-- begin --

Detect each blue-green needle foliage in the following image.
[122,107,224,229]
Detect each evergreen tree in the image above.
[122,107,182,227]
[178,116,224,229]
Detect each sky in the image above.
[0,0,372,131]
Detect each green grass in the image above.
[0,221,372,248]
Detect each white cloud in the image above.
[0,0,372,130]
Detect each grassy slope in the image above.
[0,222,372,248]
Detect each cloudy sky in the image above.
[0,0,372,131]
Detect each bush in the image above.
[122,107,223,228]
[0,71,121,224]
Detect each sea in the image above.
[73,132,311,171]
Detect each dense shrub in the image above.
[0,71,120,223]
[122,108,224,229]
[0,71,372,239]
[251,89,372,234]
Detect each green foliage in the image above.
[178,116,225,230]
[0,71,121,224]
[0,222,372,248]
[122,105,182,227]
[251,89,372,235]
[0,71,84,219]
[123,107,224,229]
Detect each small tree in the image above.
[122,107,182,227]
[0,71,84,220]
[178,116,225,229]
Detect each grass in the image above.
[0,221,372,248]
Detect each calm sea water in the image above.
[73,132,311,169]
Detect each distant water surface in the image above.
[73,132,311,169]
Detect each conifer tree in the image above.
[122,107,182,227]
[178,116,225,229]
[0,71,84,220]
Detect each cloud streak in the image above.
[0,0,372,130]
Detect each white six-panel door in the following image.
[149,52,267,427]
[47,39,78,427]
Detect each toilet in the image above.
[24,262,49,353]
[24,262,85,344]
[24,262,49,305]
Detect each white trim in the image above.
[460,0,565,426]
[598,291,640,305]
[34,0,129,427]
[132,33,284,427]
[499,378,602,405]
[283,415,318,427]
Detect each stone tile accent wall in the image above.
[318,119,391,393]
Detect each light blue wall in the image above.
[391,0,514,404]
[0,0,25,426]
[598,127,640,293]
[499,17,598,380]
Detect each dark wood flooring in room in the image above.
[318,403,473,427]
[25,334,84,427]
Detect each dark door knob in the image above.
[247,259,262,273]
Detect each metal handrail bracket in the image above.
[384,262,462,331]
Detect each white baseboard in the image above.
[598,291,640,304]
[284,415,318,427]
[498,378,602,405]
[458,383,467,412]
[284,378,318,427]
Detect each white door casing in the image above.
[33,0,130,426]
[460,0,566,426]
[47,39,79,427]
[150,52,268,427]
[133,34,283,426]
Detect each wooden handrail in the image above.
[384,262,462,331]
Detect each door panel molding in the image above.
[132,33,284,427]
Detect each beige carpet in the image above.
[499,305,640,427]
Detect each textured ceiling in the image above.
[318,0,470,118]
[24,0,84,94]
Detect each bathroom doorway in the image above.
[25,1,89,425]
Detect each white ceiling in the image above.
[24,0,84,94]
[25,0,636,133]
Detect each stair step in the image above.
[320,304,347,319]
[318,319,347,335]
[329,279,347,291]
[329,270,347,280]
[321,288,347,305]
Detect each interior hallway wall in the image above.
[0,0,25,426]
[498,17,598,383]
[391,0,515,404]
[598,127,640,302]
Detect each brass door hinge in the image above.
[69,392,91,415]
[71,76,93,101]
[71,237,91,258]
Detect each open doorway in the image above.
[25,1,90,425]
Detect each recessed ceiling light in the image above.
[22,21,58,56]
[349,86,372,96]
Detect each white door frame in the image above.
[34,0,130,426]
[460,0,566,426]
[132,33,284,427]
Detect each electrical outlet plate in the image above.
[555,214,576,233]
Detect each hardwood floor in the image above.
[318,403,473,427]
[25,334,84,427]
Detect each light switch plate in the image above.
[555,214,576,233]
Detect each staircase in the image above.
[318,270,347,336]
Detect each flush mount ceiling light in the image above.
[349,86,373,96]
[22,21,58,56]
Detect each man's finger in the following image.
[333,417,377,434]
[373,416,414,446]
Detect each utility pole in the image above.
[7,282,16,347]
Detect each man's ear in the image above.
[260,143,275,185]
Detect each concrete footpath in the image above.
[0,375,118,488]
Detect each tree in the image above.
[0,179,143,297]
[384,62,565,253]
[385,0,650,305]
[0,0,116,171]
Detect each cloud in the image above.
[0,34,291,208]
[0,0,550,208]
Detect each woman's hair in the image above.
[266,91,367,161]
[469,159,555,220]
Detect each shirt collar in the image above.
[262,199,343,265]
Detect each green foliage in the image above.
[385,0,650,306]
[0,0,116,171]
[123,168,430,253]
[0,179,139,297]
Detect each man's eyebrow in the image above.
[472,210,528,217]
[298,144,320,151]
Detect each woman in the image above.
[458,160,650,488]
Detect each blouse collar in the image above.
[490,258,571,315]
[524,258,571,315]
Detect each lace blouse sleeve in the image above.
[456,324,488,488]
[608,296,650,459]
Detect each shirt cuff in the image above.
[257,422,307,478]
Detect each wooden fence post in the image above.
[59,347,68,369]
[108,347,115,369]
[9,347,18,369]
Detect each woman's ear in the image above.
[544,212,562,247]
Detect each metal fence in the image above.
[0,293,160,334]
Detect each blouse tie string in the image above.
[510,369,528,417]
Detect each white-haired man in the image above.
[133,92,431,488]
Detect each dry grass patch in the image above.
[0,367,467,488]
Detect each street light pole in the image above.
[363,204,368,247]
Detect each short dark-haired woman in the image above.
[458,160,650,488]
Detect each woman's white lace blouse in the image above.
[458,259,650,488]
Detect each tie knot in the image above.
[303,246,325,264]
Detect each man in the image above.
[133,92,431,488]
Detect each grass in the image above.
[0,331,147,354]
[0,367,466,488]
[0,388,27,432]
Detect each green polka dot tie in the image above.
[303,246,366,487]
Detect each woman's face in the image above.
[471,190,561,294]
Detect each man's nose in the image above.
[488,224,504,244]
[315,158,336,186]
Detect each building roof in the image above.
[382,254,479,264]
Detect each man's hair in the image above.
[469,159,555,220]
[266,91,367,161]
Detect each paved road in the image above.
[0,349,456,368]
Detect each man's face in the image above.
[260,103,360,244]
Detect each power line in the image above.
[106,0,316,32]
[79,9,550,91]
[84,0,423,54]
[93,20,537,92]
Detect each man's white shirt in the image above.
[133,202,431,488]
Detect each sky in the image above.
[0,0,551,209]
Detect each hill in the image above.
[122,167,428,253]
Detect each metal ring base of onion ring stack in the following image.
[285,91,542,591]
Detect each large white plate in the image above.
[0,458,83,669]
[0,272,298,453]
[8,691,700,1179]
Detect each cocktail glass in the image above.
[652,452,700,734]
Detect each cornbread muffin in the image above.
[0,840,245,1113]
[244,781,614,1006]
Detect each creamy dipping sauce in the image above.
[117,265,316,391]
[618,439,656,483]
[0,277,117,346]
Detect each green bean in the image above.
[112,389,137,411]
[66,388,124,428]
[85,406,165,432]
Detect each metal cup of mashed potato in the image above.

-- end --

Pick out every line in the items above that contains the word "pole". Only matches with the same case count.

Detect each utility pole in the image above.
Detect each street light pole in the image above.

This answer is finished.